REQUIRED TASKS:
A. From the blog posts, restate the passage starting at "Friday, December 15, 2006" and ending at "until after Christmas.)", substituting "bag orders" for "purse orders".
B. Decide whether each statement agrees with the blog posts. Answer yes or no, and quote the words that decide it.
(i) Every purse order was delivered or picked up on the day of the December 15 post.
(ii) The item entered into the juried exhibition was a painting.
(iii) The September opening of the collection included a concert.

PASSAGE SHOWN:
Friday, December 15, 2006

I'm Still Awake

It's one in the morning, ten days before Christmas and I'm still awake. And I'm not tired. I am really having a good time making Christmas gifts for my family. And after tonight, I feel like I'll be able to finish everything on time (I don't dare say early) without having to go the chiropractor. I'm feeling good and I'm happy.

I finished all the purse orders. That's probably why I'm feeling so good. They were all delivered/picked up today and I think they were all pretty well received. So hooray! Done! Not doing any more for a long time (or at least until after Christmas.)

I'm excited about spending the next few weeks focussing on my children. I've been trying to be more in the moment than I normally have and as a result, Zoë and I have had some really wonderful afternoons this week. She's the best and she makes me really happy. Here's a picture from yesterday which seems to capture her spirit in a way that I can't describe.

Have a great week. Everyone take it easy and strive for delight (not perfection) this Christmas.

Tuesday, November 28, 2006

Sticking My Neck Out

I just did something that I'm excited about and a little nervous about--and I feel a little dumb about. I entered a book I made into a juried exhibition.

I made the book for work over the summer about a man named Howard Driggs. Our library (where I work) aquired his collection a year or so ago and the Special Collections librarians have been working furiously to organize it and make it searchable online. This September we had an official opening of the collection complete with a program, photo exhibit and open house of the collection's artifacts. I put together the photo exhibit, all the displays, and made books to give as gifts to Driggs' decendents.

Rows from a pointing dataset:
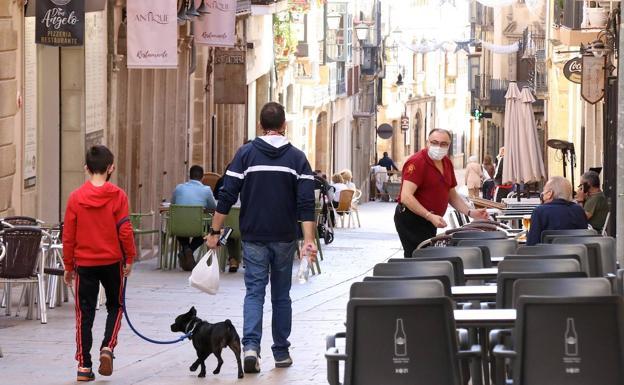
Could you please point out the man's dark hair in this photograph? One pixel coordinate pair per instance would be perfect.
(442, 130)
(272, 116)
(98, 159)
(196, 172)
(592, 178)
==
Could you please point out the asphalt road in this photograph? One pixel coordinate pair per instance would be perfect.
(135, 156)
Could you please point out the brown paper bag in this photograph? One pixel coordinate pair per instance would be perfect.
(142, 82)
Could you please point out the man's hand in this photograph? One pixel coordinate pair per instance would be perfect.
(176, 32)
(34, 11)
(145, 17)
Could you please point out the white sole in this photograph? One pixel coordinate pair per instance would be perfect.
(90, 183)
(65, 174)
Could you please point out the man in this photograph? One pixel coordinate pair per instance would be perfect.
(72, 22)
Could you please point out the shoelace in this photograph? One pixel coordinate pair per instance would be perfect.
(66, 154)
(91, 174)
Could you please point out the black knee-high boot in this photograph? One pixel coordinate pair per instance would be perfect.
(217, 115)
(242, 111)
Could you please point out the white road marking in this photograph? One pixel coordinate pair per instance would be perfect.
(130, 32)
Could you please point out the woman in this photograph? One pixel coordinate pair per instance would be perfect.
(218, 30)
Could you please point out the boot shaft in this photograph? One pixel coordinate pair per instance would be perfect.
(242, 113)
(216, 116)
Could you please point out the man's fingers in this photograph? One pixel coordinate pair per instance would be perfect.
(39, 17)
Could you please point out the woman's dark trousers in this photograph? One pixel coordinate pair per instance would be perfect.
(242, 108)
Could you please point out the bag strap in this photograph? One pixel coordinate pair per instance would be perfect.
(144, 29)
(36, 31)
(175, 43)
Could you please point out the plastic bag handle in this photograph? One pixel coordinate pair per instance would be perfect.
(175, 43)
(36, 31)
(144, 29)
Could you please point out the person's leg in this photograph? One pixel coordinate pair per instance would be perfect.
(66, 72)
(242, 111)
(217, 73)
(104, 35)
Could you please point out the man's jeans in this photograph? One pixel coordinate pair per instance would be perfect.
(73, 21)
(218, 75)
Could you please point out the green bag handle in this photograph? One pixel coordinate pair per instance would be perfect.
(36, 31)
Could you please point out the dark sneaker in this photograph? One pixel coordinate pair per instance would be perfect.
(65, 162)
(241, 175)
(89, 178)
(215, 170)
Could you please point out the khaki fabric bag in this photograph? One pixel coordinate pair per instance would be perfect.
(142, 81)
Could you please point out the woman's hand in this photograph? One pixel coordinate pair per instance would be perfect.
* * *
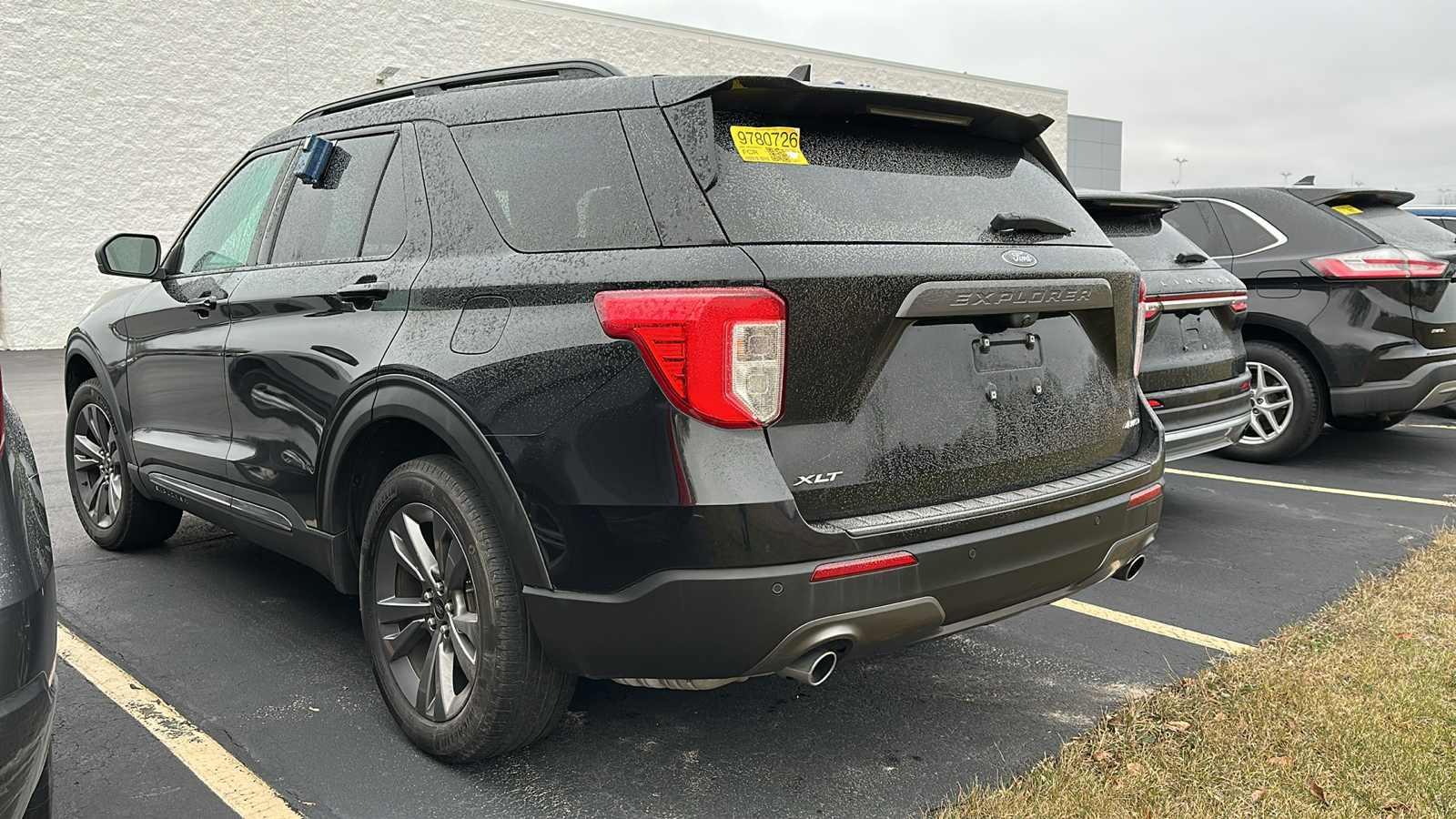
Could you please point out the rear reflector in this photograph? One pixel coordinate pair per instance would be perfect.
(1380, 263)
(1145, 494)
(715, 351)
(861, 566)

SOLUTIONS:
A.
Friday, December 15, 2006

I'm Still Awake

It's one in the morning, ten days before Christmas and I'm still awake. And I'm not tired. I am really having a good time making Christmas gifts for my family. And after tonight, I feel like I'll be able to finish everything on time (I don't dare say early) without having to go the chiropractor. I'm feeling good and I'm happy.

I finished all the bag orders. That's probably why I'm feeling so good. They were all delivered/picked up today and I think they were all pretty well received. So hooray! Done! Not doing any more for a long time (or at least until after Christmas.)

B.
(i) Yes: "They were all delivered/picked up today"
(ii) No: "I entered a book I made into a juried exhibition."
(iii) No: "complete with a program, photo exhibit and open house of the collection's artifacts"